- _What to produce_
Search the lines of the records for the word "below", and copy every line that has it.

(Natural language region descriptions)
+-------+

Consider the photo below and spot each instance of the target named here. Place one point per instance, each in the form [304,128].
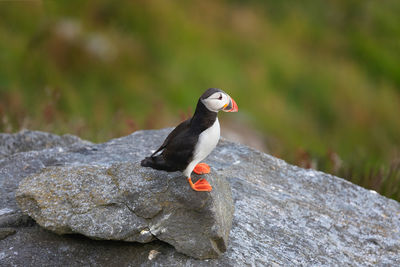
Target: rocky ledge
[284,215]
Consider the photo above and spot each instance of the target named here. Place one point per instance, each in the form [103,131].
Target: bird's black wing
[182,127]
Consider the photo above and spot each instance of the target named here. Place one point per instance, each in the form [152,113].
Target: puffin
[193,139]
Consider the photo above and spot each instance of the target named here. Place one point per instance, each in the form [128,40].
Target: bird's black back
[176,152]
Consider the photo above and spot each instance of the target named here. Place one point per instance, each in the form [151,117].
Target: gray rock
[284,215]
[128,202]
[4,232]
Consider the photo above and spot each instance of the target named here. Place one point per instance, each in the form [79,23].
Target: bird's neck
[203,118]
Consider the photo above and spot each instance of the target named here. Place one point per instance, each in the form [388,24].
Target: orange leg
[201,168]
[200,185]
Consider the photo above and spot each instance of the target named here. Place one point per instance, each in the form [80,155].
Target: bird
[193,139]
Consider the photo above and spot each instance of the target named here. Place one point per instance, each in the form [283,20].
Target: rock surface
[284,215]
[128,202]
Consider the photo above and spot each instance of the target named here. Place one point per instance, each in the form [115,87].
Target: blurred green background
[317,82]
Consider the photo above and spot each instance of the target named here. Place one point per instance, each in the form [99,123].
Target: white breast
[208,140]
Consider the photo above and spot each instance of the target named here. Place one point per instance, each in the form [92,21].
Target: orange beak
[231,107]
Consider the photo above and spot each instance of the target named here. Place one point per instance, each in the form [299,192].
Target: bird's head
[215,100]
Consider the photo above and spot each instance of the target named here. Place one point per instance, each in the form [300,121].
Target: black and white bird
[194,139]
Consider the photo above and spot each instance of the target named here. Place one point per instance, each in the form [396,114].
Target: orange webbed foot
[201,168]
[200,185]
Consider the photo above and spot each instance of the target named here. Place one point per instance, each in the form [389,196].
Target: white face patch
[216,101]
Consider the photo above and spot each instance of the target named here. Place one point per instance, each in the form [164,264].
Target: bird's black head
[215,99]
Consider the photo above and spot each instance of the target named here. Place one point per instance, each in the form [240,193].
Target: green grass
[320,79]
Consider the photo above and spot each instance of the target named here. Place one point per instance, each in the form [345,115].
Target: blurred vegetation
[319,79]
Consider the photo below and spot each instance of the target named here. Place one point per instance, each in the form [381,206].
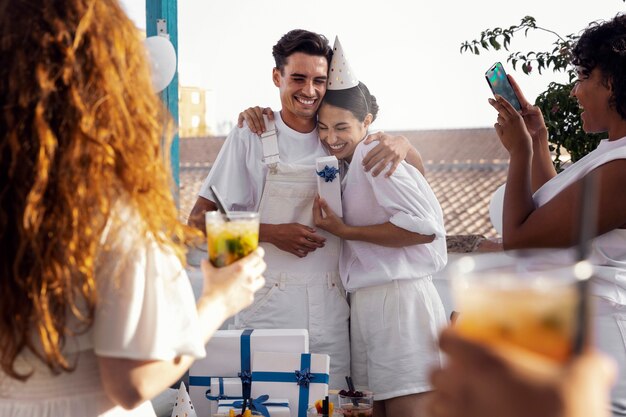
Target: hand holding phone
[499,84]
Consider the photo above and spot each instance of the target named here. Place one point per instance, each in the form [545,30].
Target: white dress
[146,311]
[608,255]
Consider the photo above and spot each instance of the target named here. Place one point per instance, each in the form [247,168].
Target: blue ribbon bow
[328,173]
[259,404]
[220,395]
[304,377]
[303,374]
[246,377]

+-------+

- _Solved problem_
Consider the photo below and spot each instance of the target named here. Place one point per instance, each in the form [304,128].
Consider the photo below and spot each instance of the target named here. Place one point per instance, each in the form [381,206].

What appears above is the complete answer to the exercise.